### Activity
The expected answer is the set of lines in the data below between the line holding "text with a single point per instance." and the line holding "windshield with a single point per instance.", inclusive, written out exactly.

### Record excerpts
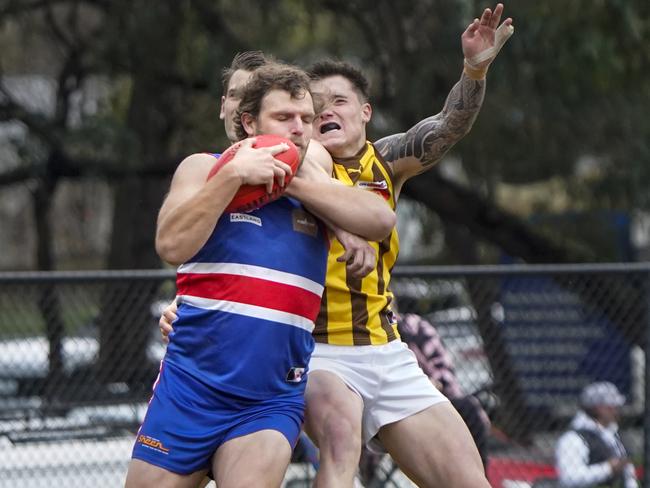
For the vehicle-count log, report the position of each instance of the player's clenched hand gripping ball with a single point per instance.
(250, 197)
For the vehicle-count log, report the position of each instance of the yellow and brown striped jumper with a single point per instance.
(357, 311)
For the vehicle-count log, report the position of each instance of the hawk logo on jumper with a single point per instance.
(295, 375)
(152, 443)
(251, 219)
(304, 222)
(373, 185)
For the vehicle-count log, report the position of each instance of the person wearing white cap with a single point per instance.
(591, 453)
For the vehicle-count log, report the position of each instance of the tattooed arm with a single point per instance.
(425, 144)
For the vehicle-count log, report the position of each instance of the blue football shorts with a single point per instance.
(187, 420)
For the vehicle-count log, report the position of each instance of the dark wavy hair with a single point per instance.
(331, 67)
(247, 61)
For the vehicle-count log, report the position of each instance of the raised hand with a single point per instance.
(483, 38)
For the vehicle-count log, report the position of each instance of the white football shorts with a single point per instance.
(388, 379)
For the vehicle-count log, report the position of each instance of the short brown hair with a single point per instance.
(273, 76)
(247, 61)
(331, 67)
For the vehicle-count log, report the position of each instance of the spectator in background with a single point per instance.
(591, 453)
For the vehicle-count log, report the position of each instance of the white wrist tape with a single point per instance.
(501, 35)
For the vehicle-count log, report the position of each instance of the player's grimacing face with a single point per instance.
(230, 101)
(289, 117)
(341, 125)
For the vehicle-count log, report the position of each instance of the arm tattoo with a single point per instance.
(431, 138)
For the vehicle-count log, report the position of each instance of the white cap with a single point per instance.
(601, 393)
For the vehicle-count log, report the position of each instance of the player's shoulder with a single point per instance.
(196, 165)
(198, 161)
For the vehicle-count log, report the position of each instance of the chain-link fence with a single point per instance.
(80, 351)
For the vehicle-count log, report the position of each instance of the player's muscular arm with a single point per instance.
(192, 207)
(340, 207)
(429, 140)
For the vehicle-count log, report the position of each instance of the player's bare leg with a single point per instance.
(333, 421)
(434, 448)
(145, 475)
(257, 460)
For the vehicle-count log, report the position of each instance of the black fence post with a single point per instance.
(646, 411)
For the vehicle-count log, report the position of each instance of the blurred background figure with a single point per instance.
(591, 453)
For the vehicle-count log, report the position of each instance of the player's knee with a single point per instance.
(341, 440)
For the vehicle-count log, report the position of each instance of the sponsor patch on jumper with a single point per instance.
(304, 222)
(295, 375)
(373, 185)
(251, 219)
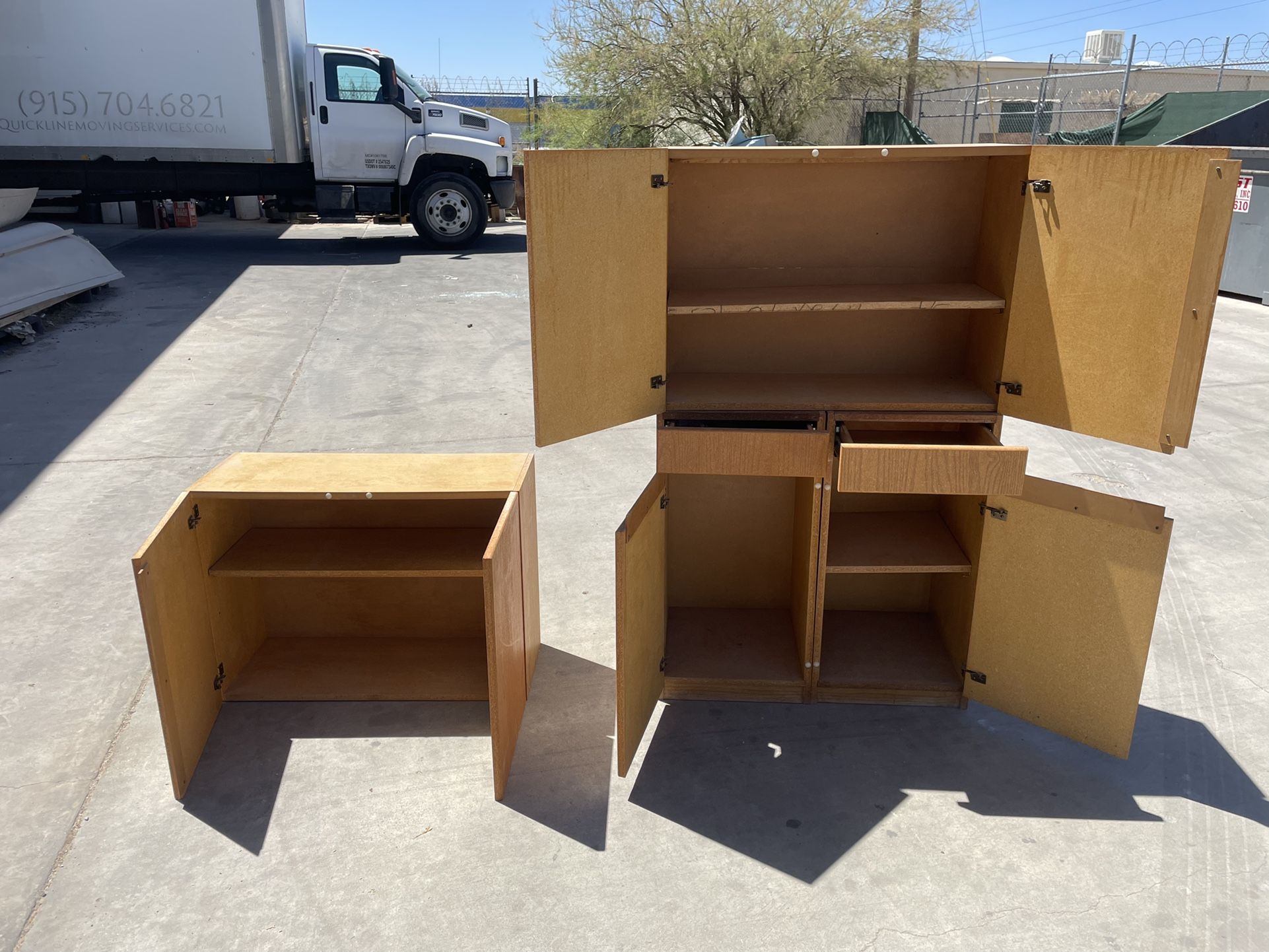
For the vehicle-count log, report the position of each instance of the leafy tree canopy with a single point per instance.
==
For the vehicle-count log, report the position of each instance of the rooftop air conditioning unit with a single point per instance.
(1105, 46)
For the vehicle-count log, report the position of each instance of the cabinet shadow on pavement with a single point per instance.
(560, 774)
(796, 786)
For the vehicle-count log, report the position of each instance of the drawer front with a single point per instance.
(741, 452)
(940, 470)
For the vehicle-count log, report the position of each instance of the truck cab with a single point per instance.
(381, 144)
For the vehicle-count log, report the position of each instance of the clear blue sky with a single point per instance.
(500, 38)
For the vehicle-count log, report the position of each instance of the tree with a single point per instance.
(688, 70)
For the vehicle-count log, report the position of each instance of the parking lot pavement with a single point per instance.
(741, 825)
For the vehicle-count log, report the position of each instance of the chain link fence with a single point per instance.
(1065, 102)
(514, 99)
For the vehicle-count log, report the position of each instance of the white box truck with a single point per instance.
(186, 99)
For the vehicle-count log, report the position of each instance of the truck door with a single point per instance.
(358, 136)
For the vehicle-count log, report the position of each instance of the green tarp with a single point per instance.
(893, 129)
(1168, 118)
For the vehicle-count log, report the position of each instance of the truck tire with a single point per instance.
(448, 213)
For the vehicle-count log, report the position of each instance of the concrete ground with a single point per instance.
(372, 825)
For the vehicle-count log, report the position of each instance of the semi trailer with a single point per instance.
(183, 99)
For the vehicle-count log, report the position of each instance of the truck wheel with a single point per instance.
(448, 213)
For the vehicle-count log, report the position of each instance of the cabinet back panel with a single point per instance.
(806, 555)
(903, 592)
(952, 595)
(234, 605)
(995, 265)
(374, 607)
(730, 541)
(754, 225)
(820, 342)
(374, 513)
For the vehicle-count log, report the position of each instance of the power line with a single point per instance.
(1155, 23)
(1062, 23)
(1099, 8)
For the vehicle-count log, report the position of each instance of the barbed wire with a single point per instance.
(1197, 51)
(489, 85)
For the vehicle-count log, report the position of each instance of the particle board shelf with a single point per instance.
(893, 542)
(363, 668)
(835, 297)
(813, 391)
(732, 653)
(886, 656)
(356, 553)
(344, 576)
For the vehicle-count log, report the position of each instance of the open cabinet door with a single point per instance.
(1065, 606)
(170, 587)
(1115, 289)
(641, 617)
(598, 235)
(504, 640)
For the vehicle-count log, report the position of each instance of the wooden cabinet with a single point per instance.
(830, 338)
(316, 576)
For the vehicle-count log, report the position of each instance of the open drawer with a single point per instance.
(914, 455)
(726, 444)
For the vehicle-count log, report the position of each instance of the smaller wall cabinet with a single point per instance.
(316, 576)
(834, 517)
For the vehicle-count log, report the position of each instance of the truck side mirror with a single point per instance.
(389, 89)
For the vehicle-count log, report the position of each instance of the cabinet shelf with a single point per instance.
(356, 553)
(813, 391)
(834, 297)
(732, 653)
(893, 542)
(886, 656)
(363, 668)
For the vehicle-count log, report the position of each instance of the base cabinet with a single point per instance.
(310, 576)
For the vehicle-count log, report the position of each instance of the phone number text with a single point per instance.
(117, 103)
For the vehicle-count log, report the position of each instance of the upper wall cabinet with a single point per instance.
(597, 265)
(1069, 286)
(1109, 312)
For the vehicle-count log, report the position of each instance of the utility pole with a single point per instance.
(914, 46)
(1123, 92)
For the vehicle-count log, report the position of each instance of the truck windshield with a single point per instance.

### Result
For the vehicle-count log, report the position of each instance of the phone number text with a single point per instance.
(117, 103)
For the vehicle-count log, report the position of each instance of the upper wall cabinet with a single point per instance.
(597, 265)
(1069, 286)
(1109, 312)
For the vehicle-count log, report the position of each instance of the utility pole with a single point per instance.
(914, 46)
(1123, 92)
For the vehicle-count log, report the position of each instance of the truck windshield with a single point per instance.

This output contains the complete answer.